PROBLEM STATEMENT :: Using the listing below, determine the count of lines with the word "german" and reply only with it.

########

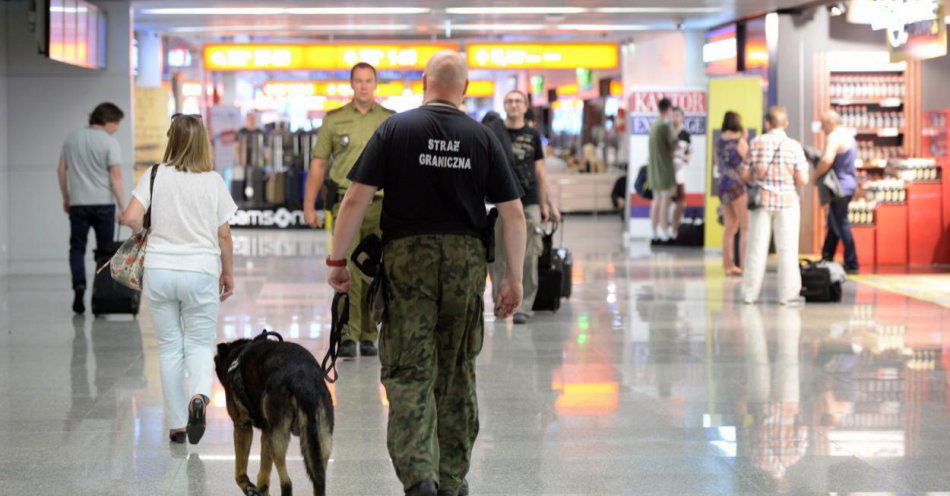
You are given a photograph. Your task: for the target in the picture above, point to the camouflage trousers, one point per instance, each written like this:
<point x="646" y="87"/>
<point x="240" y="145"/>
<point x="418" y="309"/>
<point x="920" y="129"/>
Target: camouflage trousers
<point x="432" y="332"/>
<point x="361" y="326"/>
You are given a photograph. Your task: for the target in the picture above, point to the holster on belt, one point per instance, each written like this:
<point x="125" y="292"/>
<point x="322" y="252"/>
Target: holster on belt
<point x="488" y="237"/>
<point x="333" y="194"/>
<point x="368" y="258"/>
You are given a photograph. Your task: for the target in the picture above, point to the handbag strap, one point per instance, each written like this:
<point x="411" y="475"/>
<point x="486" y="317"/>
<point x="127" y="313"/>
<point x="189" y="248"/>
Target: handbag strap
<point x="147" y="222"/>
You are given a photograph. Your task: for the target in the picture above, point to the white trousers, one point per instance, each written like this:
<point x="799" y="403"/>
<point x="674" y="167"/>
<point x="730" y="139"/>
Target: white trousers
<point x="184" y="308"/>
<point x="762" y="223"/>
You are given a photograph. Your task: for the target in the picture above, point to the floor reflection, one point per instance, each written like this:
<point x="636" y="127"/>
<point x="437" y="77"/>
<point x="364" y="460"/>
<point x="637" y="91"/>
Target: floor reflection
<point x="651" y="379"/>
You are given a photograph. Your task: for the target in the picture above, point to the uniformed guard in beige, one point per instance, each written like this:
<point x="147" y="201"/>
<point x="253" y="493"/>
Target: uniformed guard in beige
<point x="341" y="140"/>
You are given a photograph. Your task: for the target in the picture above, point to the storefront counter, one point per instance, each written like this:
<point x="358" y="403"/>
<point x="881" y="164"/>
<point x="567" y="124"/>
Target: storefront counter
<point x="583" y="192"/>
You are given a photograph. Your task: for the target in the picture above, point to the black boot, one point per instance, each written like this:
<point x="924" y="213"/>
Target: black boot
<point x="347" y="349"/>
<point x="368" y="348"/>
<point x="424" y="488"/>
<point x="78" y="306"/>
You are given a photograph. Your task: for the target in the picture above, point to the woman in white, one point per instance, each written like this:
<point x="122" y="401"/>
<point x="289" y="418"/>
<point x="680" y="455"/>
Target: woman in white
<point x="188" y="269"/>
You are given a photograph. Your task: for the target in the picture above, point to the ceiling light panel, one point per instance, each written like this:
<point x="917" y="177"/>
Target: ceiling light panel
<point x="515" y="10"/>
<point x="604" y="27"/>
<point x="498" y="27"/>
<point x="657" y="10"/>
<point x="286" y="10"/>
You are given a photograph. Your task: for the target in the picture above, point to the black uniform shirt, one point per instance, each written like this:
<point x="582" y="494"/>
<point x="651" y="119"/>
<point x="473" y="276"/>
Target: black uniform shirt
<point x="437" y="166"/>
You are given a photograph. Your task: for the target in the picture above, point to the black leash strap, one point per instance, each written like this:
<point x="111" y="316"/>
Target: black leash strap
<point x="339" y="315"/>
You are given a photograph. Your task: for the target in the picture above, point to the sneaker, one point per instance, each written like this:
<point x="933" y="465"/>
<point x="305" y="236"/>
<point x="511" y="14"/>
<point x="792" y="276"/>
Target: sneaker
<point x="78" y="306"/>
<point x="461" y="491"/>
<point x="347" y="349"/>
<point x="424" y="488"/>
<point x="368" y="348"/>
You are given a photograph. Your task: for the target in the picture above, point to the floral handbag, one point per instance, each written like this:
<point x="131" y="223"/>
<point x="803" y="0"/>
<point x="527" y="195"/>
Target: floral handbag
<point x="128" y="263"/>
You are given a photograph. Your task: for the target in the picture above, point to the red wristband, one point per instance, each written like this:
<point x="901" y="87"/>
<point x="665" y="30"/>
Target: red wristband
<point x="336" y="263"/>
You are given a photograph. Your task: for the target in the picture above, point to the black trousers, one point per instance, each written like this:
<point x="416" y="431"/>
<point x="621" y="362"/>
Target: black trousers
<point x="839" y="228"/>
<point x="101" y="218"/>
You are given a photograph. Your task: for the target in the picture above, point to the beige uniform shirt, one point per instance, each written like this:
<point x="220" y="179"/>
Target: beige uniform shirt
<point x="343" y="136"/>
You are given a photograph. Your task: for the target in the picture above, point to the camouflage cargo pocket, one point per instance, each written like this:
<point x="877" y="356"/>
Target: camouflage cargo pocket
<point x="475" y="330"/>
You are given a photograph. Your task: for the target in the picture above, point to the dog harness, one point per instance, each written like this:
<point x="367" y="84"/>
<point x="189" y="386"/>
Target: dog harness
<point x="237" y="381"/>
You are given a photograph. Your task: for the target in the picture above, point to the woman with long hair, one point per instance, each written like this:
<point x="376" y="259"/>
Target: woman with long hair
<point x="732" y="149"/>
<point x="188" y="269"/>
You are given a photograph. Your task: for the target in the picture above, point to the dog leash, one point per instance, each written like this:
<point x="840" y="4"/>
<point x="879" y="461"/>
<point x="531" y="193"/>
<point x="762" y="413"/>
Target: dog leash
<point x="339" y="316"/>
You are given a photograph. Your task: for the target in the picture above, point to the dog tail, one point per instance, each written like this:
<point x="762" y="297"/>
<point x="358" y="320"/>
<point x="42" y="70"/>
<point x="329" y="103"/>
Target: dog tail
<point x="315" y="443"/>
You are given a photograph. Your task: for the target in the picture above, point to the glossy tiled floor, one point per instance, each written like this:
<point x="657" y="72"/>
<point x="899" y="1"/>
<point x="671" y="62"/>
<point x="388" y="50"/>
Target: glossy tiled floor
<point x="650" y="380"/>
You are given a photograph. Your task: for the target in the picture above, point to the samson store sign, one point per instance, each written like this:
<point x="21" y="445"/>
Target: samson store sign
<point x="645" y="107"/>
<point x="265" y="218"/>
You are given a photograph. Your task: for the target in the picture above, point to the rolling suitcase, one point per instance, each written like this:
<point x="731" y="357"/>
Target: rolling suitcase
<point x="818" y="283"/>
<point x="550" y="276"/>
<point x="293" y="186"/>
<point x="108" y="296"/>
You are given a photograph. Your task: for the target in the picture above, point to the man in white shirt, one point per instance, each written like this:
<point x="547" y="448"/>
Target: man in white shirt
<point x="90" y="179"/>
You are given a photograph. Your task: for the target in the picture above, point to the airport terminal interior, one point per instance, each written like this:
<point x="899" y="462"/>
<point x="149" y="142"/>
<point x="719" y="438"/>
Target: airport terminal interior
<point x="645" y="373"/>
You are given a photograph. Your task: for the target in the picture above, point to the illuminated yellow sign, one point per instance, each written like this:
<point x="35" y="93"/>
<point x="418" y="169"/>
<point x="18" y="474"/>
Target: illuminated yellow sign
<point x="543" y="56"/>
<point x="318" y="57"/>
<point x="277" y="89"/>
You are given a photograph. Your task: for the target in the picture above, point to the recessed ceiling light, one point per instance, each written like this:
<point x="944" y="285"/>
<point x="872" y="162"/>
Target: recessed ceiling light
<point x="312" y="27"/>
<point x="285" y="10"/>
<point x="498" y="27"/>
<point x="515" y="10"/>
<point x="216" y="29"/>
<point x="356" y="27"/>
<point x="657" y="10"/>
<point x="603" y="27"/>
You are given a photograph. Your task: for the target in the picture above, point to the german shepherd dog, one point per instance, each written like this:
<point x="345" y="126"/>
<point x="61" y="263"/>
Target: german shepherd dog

########

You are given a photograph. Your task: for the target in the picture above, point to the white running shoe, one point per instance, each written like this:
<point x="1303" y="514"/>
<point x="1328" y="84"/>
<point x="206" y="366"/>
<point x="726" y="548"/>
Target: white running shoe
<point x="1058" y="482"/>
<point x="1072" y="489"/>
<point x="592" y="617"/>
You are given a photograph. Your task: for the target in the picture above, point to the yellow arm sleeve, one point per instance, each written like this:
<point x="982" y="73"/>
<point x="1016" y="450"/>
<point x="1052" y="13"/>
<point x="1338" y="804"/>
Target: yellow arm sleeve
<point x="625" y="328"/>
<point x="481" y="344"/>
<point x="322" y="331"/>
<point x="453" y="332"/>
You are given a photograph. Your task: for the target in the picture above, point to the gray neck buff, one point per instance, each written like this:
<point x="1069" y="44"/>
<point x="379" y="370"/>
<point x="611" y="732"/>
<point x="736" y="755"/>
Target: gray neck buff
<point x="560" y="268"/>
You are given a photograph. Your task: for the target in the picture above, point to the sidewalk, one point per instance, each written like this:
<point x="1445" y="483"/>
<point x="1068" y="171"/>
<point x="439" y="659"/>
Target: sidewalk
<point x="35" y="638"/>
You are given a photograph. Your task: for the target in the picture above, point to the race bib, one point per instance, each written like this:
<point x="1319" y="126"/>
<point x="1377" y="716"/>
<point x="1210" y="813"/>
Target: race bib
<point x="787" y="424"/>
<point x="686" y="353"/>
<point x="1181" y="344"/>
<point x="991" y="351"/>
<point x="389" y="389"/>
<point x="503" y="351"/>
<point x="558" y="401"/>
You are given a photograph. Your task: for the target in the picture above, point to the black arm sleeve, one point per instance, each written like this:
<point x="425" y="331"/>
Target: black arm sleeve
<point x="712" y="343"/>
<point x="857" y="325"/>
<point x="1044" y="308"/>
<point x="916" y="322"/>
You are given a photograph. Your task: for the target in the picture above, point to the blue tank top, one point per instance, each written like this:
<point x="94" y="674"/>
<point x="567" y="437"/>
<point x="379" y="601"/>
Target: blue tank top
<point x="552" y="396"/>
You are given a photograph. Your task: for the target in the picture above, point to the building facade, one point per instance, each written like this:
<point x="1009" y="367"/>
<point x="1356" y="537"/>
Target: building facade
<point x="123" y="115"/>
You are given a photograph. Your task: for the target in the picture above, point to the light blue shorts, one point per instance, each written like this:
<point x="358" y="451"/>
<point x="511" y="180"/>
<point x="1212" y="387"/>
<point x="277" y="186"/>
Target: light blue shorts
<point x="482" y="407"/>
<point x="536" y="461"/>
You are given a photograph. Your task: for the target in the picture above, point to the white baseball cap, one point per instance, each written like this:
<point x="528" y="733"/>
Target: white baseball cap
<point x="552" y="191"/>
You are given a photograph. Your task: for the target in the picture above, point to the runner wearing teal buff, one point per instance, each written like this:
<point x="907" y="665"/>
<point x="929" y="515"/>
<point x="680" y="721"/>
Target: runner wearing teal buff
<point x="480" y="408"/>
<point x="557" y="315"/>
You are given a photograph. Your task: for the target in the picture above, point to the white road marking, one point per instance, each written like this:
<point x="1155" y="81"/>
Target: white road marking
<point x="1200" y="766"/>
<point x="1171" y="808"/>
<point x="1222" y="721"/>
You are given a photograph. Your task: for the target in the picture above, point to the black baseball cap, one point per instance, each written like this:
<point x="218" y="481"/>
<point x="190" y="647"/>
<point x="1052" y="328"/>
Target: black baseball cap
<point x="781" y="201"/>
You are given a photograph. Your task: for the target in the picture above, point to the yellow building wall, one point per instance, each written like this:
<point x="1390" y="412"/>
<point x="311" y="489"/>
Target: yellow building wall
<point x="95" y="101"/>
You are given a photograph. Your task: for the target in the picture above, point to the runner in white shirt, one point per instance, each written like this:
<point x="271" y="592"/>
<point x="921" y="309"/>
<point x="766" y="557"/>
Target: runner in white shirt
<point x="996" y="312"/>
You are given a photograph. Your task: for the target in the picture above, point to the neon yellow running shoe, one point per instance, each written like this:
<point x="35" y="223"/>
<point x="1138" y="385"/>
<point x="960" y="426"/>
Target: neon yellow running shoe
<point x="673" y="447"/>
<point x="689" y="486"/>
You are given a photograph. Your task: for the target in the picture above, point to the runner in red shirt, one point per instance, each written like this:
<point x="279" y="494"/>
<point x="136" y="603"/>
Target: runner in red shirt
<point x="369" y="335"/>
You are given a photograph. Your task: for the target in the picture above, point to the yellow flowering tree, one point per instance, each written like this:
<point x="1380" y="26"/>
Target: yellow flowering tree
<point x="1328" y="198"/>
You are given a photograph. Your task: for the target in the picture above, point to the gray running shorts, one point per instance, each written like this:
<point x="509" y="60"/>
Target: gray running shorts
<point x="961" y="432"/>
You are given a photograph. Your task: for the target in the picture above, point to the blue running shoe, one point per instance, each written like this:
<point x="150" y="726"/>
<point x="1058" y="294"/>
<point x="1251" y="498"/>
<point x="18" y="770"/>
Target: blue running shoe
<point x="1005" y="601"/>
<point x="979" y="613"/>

########

ANSWER BELOW :: 2